**DIRECTIONS FOR THIS TASK:**
Please reproduce, character for character, the stretch of the listing below from its first line through the line containing "[[[126,115],[127,118],[129,118],[130,111],[124,111],[123,113]]]", including both of those lines.

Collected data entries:
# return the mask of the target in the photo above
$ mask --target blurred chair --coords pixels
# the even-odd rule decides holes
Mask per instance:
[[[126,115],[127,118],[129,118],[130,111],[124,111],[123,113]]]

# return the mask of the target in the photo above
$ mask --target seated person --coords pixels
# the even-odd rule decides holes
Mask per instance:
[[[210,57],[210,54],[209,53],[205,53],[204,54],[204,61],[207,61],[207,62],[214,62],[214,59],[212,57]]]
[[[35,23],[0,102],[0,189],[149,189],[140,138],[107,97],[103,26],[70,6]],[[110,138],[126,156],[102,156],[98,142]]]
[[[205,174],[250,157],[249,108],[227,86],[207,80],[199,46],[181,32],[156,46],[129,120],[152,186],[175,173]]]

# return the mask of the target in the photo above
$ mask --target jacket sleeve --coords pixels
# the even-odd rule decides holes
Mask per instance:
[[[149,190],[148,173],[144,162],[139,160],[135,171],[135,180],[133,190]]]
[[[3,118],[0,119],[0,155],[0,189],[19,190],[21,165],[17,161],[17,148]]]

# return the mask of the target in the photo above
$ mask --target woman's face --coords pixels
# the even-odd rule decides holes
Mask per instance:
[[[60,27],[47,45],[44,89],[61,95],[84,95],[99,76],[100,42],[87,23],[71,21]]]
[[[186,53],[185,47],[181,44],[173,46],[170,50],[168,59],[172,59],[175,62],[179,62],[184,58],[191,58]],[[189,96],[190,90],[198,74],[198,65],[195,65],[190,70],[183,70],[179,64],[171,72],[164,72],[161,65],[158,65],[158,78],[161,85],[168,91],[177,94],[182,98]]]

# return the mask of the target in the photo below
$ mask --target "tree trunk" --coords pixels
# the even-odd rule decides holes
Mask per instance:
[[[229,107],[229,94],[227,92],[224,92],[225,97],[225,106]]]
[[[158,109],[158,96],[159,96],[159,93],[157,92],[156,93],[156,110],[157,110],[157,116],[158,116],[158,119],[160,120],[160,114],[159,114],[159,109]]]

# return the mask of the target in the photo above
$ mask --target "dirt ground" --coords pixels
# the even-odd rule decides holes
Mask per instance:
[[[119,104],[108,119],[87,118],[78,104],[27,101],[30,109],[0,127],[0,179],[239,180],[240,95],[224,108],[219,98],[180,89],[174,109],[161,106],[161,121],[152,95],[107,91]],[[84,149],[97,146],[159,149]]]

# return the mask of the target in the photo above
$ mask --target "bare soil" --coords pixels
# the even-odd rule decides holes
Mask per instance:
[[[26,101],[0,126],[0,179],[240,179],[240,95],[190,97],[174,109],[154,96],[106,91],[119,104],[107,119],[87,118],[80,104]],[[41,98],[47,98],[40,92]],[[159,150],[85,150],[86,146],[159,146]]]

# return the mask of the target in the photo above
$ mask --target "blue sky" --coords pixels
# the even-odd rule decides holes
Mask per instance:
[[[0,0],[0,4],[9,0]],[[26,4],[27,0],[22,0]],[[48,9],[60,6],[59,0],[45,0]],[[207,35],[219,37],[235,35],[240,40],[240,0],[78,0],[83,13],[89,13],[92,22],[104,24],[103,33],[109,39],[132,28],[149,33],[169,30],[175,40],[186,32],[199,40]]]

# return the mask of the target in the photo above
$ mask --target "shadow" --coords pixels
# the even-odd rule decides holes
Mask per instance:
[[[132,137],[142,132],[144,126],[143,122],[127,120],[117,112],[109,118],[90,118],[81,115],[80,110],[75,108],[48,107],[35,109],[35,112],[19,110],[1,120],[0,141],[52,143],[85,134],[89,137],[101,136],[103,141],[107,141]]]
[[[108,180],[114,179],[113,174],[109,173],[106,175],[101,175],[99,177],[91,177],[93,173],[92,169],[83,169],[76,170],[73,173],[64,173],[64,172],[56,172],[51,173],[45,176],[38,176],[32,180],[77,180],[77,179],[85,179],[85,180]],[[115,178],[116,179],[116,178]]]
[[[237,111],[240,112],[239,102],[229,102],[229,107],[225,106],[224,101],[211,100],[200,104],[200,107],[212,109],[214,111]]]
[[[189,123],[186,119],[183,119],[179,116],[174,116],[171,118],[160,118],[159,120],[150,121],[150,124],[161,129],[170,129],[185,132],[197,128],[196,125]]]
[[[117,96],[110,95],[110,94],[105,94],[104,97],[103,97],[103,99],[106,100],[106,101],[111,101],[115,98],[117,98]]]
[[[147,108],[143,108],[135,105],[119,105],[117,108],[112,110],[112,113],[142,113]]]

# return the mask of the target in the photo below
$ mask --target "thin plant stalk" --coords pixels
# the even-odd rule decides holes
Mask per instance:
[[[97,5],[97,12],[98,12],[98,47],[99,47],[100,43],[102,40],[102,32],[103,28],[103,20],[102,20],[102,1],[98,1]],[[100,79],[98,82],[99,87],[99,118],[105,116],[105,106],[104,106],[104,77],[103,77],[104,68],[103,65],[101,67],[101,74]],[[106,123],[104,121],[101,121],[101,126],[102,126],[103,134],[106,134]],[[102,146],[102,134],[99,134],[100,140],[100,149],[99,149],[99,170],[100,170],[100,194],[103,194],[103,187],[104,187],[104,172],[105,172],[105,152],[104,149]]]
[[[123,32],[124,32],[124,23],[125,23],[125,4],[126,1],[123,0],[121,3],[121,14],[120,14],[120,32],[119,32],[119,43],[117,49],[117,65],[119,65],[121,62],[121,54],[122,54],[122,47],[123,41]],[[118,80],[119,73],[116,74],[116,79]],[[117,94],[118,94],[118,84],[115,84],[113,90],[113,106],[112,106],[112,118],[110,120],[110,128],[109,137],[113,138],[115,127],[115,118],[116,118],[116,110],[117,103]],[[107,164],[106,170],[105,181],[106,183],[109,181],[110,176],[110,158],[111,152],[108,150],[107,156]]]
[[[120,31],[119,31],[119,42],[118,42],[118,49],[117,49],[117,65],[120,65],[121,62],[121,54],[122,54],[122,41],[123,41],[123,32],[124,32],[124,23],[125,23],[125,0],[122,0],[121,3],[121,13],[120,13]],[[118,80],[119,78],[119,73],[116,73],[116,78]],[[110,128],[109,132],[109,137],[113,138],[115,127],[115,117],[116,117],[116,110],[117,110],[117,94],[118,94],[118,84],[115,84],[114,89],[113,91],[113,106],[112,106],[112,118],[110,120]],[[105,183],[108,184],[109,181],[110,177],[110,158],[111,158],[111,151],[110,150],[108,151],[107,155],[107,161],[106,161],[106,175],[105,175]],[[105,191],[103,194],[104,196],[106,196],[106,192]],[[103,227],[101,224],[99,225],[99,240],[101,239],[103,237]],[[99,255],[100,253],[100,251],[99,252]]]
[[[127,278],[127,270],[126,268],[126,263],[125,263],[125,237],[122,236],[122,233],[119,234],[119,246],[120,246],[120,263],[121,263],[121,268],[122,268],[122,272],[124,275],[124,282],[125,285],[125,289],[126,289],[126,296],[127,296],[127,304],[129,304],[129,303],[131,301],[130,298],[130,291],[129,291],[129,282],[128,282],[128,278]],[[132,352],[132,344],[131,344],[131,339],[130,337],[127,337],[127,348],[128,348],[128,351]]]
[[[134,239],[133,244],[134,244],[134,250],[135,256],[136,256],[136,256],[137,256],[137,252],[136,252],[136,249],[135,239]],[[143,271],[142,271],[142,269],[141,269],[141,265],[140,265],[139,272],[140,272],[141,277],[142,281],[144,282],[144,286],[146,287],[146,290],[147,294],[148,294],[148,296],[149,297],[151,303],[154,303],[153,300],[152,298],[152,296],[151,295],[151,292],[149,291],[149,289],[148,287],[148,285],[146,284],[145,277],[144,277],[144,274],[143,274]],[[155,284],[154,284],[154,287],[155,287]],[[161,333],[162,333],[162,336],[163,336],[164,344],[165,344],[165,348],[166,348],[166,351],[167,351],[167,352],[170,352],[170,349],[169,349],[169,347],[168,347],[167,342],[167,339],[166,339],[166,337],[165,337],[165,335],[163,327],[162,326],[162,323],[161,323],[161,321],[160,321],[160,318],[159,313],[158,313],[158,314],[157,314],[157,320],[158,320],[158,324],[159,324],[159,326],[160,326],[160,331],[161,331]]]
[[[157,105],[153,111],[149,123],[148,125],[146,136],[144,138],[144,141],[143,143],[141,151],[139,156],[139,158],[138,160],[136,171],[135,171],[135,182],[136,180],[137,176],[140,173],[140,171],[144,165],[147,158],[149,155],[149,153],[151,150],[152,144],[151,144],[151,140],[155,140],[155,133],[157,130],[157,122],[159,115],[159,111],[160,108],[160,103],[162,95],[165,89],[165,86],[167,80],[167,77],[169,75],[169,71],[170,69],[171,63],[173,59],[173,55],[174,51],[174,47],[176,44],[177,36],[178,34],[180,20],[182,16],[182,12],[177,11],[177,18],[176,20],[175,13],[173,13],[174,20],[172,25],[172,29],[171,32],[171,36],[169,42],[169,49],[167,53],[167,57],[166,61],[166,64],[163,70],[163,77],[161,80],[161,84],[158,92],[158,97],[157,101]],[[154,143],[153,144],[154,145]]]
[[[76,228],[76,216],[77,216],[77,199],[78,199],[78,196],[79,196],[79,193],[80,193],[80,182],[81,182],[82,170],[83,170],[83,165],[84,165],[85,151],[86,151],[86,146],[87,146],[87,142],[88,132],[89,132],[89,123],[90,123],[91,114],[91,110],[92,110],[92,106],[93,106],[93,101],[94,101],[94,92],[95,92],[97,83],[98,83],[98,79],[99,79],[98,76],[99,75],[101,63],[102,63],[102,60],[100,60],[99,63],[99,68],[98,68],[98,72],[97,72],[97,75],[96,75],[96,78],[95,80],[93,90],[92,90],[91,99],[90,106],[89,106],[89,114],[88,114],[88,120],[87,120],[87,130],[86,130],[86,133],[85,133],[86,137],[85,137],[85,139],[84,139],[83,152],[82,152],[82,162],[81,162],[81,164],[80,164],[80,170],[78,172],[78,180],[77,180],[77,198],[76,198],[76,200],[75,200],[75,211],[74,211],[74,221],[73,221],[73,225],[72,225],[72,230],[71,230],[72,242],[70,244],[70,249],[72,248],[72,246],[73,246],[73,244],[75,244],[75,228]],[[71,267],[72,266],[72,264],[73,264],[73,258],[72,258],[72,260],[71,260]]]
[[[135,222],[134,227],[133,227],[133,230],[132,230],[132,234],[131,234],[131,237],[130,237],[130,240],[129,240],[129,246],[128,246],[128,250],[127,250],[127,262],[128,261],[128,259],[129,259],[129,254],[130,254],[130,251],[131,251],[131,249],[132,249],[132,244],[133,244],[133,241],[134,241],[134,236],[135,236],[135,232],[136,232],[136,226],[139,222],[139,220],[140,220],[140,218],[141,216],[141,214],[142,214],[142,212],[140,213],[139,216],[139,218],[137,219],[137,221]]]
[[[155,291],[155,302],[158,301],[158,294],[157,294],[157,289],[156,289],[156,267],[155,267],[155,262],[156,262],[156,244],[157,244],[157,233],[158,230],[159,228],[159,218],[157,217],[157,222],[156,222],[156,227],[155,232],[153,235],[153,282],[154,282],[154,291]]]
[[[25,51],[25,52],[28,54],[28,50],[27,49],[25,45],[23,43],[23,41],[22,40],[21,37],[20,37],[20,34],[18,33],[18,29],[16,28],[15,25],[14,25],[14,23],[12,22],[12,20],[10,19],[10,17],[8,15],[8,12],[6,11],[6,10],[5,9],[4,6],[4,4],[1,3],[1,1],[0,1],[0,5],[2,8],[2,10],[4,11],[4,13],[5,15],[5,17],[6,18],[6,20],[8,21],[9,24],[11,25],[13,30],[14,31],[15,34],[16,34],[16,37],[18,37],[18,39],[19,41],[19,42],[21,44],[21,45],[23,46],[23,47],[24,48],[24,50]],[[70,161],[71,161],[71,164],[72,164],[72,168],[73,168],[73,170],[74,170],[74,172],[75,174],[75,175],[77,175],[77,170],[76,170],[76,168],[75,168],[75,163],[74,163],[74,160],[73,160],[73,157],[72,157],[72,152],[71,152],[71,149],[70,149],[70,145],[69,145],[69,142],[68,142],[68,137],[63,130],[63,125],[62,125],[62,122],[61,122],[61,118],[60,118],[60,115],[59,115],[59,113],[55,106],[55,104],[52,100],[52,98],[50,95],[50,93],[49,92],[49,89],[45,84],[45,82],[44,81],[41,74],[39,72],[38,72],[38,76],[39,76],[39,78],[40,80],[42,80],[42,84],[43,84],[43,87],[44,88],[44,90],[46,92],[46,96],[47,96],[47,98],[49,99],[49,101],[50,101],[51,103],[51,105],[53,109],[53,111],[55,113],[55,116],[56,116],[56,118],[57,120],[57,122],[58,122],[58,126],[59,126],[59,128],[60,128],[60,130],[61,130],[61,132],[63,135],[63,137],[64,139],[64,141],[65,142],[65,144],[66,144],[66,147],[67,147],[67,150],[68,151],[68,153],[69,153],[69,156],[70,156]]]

**EXERCISE RESULT:**
# return the mask of the target in the photo above
$ mask --target blurred chair --coords pixels
# the even-odd rule decides holes
Mask per instance:
[[[126,115],[127,118],[129,118],[130,111],[124,111],[123,113]]]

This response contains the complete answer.